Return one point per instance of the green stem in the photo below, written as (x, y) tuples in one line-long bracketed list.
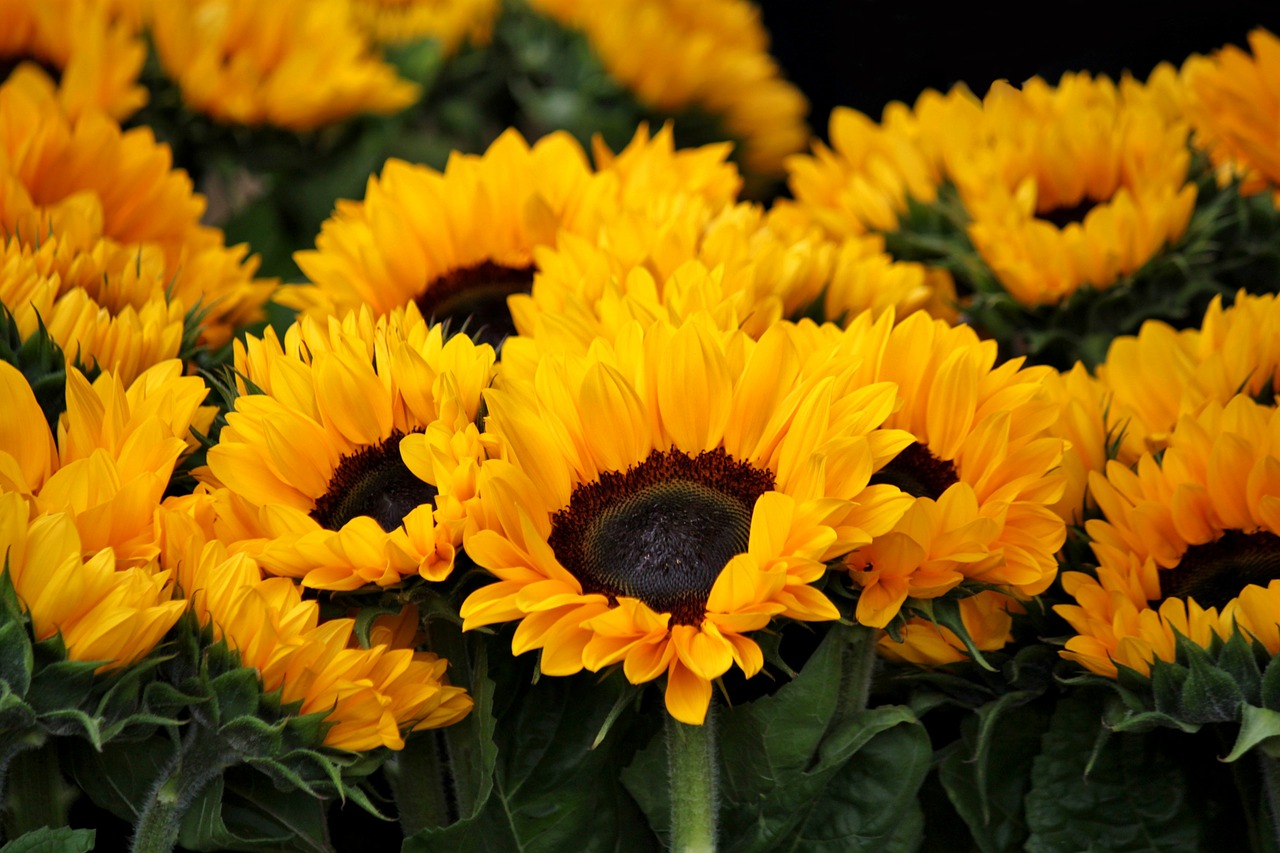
# # # #
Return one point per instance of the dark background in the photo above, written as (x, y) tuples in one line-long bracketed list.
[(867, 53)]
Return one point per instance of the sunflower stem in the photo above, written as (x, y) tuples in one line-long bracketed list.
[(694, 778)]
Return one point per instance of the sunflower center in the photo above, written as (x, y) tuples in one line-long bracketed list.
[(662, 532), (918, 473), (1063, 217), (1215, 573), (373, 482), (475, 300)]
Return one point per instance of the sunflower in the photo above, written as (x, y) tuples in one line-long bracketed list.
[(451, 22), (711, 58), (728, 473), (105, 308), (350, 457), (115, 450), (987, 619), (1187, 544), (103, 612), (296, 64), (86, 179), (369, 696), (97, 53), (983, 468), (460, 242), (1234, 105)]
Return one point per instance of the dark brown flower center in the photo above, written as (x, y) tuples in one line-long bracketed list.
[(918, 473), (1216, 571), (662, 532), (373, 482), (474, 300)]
# # # #
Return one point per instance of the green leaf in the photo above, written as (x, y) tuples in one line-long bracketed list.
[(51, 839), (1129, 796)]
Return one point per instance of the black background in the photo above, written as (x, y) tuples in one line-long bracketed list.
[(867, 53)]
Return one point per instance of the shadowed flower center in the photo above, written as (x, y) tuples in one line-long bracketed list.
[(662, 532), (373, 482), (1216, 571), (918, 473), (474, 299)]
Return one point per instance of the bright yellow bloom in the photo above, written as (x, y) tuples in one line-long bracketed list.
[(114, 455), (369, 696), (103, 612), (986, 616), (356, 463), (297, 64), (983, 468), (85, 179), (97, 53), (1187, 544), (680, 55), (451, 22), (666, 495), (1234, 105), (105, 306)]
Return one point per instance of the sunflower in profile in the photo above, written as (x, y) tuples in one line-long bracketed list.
# # # #
PROBLEM DESCRIPTION »
Reproduce the lines above, beginning at the line with "Return one point per instance of the bright" and stopping after the line with "Return one point per instance of the sunflower in profile", exactly as they are.

REPLY TO THE TASK »
Return one point per instance of the bright yellow bloom in the photo above, written as (x, y) tuples in one line-long bracketed list.
[(114, 455), (369, 696), (103, 612), (986, 616), (356, 463), (297, 64), (983, 468), (85, 179), (97, 53), (1187, 544), (680, 55), (451, 22), (666, 495), (1234, 105), (105, 306)]
Return one point per instance of the sunflower in profile in the photo above, written as (x, y) tuples in one line-long bracketed list.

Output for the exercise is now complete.